### List of tasks
(a) Using the blog post on file browsers, answer the following:
(i) On what date was the post published?
(ii) Who is named as having taken an extremely detailed look at Nautilus?
(iii) Which file browsers does the author decide to compare?
(b) Reproduce the passage of the blog post on file browsers from "Lets talk about" up to and including "well normal Nautilus.".

### Extract provided
↓
Saturday, April 24, 2010

Inspiration and Nautilus Elementary

Lets talk about file browsers, shall we?

Yes, I know, I'm interesting in talking about what might otherwise be considered boring, or at least less then exciting, since all you've heard from me so far is talking about workspaces and how we use them, and now I want to talk about file browsers? Boooooring.

Although we are Ubuntu users, so maybe this isn't so boring. What I want to take a look at is not something that hasn't been looked at before, Ian Cylkowski took an extremely detailed look at Nautilus, and OMG! looked at his post as well. DanRabbit has taken a shot at simplifying things, and the result is Nautilus Elementary, a revision that has been received with many cries of OMG! Just like finder!

So me, being exactly what I am, decided to do a comparison of the 3 filebrowsers that I see the most, Windows Explorer, Nautilus-Elementary, and Finder, as well normal Nautilus.
↑
### Given data
↓
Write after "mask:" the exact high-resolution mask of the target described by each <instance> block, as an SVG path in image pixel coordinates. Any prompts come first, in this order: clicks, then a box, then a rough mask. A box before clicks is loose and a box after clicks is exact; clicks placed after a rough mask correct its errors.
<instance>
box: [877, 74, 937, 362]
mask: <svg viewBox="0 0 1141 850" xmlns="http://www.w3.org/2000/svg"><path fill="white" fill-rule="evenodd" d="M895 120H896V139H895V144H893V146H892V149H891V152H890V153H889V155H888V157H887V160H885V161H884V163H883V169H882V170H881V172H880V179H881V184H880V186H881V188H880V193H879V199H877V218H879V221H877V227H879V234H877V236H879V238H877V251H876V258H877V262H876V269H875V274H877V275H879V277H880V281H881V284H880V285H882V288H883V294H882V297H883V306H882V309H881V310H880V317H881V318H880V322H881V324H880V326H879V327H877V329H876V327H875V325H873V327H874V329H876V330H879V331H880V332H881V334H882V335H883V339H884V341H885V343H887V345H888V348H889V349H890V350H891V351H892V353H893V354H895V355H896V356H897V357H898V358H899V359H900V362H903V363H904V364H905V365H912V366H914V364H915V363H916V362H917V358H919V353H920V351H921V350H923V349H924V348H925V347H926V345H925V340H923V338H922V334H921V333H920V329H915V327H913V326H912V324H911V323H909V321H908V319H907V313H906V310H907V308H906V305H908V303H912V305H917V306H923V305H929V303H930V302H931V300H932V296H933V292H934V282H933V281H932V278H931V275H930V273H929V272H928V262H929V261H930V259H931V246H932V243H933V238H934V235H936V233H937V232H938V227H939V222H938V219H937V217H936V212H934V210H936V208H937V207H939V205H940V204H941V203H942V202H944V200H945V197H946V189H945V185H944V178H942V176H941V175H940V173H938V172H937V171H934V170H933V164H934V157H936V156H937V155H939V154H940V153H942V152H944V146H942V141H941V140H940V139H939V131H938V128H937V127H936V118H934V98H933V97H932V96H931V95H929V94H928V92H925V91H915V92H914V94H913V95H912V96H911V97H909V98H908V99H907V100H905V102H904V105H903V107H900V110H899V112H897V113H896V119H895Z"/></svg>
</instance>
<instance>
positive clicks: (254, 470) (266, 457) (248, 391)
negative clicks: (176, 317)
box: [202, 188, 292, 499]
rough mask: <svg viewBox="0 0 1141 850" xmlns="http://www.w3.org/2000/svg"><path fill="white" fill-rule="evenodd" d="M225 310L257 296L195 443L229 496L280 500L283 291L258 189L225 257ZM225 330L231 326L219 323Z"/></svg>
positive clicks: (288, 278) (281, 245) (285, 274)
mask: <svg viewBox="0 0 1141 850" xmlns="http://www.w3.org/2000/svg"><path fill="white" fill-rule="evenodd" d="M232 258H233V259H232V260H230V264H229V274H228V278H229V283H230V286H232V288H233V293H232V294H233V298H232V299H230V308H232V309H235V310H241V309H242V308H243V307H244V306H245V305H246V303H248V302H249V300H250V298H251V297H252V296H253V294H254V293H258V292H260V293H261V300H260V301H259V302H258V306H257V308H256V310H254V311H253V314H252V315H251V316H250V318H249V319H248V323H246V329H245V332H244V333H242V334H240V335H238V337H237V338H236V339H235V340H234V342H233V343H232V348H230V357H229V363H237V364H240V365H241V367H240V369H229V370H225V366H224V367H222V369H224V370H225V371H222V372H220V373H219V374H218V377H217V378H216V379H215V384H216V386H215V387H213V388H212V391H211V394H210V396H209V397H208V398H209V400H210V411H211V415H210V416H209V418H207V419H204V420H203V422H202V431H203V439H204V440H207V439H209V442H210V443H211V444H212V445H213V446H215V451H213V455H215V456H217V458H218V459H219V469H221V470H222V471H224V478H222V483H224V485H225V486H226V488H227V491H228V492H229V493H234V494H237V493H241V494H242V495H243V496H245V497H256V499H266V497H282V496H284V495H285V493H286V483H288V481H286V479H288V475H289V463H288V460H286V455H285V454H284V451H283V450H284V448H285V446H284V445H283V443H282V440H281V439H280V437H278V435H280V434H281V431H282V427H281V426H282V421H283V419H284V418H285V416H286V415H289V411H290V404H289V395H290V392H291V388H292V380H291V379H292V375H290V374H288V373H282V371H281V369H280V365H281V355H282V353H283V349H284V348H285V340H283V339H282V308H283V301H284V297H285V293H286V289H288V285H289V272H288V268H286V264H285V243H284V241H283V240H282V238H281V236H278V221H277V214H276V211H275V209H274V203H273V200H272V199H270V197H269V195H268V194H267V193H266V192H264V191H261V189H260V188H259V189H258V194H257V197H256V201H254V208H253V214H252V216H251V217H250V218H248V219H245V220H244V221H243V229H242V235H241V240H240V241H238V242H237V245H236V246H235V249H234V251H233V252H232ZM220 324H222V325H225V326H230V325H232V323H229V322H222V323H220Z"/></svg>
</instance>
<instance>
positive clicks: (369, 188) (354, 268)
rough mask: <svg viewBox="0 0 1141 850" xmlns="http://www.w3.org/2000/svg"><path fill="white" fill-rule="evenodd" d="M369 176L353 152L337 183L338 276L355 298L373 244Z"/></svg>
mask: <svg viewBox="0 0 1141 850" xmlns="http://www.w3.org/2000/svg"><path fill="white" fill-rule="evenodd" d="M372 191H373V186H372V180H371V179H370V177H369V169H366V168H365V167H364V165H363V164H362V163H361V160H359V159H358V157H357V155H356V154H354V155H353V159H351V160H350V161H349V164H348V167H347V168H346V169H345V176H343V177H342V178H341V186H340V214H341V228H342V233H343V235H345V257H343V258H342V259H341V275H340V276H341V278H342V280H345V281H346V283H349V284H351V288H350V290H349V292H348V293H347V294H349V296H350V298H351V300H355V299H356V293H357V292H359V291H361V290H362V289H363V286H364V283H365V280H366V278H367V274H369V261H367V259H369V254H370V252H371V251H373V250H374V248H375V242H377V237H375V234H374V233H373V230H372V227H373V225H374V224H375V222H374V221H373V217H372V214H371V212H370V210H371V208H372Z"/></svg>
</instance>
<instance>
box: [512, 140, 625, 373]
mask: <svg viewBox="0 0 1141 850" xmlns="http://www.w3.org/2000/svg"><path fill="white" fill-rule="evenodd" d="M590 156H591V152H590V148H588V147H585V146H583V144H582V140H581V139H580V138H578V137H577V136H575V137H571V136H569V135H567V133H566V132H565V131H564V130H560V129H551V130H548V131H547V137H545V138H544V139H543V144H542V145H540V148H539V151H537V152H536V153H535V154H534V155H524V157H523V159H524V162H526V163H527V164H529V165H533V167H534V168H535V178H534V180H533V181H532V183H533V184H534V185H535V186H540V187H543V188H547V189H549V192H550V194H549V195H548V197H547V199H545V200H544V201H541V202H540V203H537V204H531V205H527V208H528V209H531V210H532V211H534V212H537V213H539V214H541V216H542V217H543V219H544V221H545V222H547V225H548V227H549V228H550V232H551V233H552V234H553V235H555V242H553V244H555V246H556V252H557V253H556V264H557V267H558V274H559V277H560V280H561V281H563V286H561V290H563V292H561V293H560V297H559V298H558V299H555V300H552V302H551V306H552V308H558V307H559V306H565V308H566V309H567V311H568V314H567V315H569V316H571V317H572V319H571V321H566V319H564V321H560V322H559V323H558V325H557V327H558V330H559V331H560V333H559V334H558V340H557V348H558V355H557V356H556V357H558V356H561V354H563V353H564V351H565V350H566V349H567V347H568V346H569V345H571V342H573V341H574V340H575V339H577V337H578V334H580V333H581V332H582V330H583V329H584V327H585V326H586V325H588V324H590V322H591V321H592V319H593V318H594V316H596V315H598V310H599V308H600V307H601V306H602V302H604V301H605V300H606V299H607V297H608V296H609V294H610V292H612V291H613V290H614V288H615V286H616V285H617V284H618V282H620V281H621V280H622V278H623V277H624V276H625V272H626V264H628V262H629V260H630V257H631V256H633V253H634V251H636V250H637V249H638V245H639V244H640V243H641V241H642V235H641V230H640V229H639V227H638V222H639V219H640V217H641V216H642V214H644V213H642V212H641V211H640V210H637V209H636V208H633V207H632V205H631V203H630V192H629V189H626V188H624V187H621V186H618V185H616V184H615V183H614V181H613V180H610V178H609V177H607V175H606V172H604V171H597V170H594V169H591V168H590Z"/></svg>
↑
### Expected outputs
(a)
(i) Saturday, April 24, 2010
(ii) Ian Cylkowski
(iii) Windows Explorer, Nautilus-Elementary, and Finder, as well as normal Nautilus

(b)
Lets talk about file browsers, shall we?

Yes, I know, I'm interesting in talking about what might otherwise be considered boring, or at least less then exciting, since all you've heard from me so far is talking about workspaces and how we use them, and now I want to talk about file browsers? Boooooring.

Although we are Ubuntu users, so maybe this isn't so boring. What I want to take a look at is not something that hasn't been looked at before, Ian Cylkowski took an extremely detailed look at Nautilus, and OMG! looked at his post as well. DanRabbit has taken a shot at simplifying things, and the result is Nautilus Elementary, a revision that has been received with many cries of OMG! Just like finder!

So me, being exactly what I am, decided to do a comparison of the 3 filebrowsers that I see the most, Windows Explorer, Nautilus-Elementary, and Finder, as well normal Nautilus.